When you answer, copy every line of the listing below exactly.

########

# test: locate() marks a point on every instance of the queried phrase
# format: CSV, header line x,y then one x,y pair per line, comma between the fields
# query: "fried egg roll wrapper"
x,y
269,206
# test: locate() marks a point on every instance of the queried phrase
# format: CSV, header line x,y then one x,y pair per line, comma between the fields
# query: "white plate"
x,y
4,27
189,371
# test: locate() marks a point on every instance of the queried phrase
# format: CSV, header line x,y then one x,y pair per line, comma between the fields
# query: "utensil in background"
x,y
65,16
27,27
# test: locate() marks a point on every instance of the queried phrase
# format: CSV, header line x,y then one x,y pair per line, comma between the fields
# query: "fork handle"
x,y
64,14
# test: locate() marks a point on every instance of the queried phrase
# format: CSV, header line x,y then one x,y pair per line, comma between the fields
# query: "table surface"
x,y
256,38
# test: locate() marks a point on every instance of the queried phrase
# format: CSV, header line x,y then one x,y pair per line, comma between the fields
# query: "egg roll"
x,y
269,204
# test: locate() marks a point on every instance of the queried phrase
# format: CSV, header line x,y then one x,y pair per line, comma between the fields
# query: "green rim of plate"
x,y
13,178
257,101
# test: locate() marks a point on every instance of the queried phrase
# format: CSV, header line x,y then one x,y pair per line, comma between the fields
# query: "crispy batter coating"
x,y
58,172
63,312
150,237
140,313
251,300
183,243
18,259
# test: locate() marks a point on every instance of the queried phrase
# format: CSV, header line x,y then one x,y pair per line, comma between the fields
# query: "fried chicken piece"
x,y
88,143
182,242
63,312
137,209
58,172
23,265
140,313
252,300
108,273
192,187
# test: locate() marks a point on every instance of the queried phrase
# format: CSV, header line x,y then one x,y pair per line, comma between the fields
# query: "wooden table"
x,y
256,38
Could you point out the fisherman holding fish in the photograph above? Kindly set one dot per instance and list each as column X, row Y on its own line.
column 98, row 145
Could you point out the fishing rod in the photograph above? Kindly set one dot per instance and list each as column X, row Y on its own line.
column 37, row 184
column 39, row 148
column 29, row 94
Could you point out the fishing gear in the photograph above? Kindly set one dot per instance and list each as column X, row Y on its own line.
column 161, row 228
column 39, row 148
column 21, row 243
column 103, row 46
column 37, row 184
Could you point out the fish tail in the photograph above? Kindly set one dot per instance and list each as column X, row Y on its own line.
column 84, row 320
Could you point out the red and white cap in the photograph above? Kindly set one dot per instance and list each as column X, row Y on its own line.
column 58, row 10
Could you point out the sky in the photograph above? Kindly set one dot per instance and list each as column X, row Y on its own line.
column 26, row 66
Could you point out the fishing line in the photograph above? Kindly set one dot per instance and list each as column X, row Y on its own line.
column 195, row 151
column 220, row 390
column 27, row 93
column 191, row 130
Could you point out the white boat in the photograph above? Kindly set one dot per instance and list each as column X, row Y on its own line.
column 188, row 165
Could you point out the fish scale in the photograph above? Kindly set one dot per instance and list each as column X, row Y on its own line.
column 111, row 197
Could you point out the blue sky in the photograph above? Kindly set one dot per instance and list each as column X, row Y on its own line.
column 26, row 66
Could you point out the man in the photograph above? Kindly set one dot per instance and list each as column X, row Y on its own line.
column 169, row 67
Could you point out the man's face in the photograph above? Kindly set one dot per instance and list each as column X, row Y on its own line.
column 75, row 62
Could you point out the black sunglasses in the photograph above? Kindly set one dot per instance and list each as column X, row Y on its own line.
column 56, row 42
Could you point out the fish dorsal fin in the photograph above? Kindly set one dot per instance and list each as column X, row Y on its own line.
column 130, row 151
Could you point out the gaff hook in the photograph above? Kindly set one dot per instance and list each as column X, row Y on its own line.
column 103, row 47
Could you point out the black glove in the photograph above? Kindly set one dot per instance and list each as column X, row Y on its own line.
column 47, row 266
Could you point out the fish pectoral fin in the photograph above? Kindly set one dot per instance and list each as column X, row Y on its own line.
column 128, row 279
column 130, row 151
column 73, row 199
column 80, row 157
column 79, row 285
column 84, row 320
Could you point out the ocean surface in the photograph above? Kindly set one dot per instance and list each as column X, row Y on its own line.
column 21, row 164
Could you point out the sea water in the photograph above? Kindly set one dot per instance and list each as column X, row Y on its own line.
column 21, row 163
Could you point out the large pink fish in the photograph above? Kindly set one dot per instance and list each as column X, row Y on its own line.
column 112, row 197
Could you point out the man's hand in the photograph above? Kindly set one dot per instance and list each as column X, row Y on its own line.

########

* _Response to this task_
# test: locate() marks a point on every instance of the queried phrase
# format: CSV, header line x,y then one x,y pair per line, comma between the fields
# query: "fried egg roll wrapper"
x,y
269,206
# test: locate() marks a point on every instance of the queried phrase
# format: CSV, header line x,y then one x,y pair per line, comma between the fields
# query: "white plate"
x,y
4,27
189,371
# test: locate() marks a point on every instance of the queried phrase
# format: CSV, header line x,y then one x,y pair per line, comma between the fields
# query: "utensil in background"
x,y
65,16
27,27
# test: locate() marks a point on every instance of the queried phrase
# format: CSV, header line x,y then one x,y pair per line, comma between the fields
# query: "fork handle"
x,y
64,14
# test: locate() marks a point on every instance of the queried phrase
# format: CSV, header line x,y then one x,y pair per line, comma between the fields
# query: "table surface"
x,y
256,38
# test: locate() marks a point on every instance of the queried phrase
# format: CSV, header line x,y then one x,y pair per line, comma between the fields
# query: "egg roll"
x,y
269,204
# test: locate() marks a point on every instance of the queried phrase
# format: CSV, header line x,y then one x,y pair per line, comma between the fields
# query: "green rim of plate"
x,y
13,178
257,101
# test: locate() marks a point on every instance of the queried phrase
# format: CSV, header line x,y then one x,y pair per line, comma between the fields
# query: "crispy batter coating"
x,y
58,172
63,312
150,237
140,313
251,300
183,243
18,259
# test: locate() marks a point on every instance of the queried phrase
# format: CSV, header line x,y then one x,y pair per line, comma between the fields
# query: "fried chicken piece"
x,y
88,143
182,242
63,312
137,209
58,172
23,265
140,313
252,300
108,273
192,187
# test: locate() marks a point on every instance of the queried phrase
# format: CSV, header line x,y then one x,y pair per line, comma between the fields
# query: "wooden table"
x,y
256,38
Could you point out the fisherman holding fish in the photograph above? Kindly set one dot per instance and list each as column X, row Y on its own line.
column 98, row 145
Could you point out the fishing rod in the photograph above? Kindly set one dot per instance and list each as column X, row Y on its own line.
column 37, row 184
column 39, row 148
column 29, row 94
Could you point out the fishing gear in the photograph above? Kindly set one dot per instance and list each as column X, row Y on its own line.
column 161, row 228
column 39, row 148
column 21, row 243
column 103, row 46
column 37, row 184
Could you point out the fish tail in the photograph above? Kindly set one dot per instance and list each as column X, row Y on its own line.
column 84, row 320
Could you point out the red and white cap in the photograph above? Kindly set one dot per instance and list each as column X, row Y on its own line.
column 58, row 10
Could you point out the sky in the photograph above? Kindly set one dot per instance and list each as column X, row Y on its own line.
column 26, row 66
Could you point out the fishing line in the photograph above? Kindly set one dot per instance and list each as column X, row Y on its own line.
column 195, row 151
column 220, row 390
column 27, row 93
column 191, row 130
Could you point out the white boat in the photograph above? Kindly set one dot per instance and list each as column X, row Y on its own line.
column 188, row 165
Could you point out the fish scale in the photograph above? Kindly set one dot per instance and list each as column X, row Y on its own line.
column 111, row 197
Could you point out the blue sky in the photograph above? Kindly set one dot per instance and list each as column X, row Y on its own line.
column 26, row 66
Could you point out the man in the photograph above? Kindly set one dot per instance and list each as column X, row Y on its own line.
column 169, row 67
Could you point out the man's face in the photograph above? Kindly set one dot per instance and list each as column X, row Y on its own line.
column 75, row 62
Could you point out the black sunglasses in the photograph above? Kindly set one dot per instance and list each as column X, row Y on its own line.
column 56, row 42
Could you point out the fish dorsal fin in the photograph above? Kindly set one dot per instance and list each as column X, row Y on its own line.
column 130, row 151
Could you point out the gaff hook in the photograph above? Kindly set one dot per instance and list each as column X, row Y on its own line.
column 103, row 47
Could you point out the black glove in the photograph above? Kindly set one dot per instance and list each as column X, row Y on its own line.
column 47, row 266
Could you point out the fish pectoral fin in the photograph above? Kindly set one dot per instance and list each as column X, row Y on its own line.
column 128, row 279
column 130, row 151
column 73, row 199
column 80, row 157
column 79, row 285
column 84, row 320
Could you point out the ocean surface in the photograph above? Kindly set one dot per instance and list each as column X, row Y on its own line.
column 21, row 164
Could you point out the sea water in the photograph above? Kindly set one dot per instance and list each as column X, row Y on its own line.
column 21, row 163
Could you point out the large pink fish in the photograph above? Kindly set one dot per instance and list each as column X, row Y on its own line.
column 112, row 197
Could you point out the man's hand in the photograph above? Kindly set one dot per instance and list each as column X, row Y on its own line.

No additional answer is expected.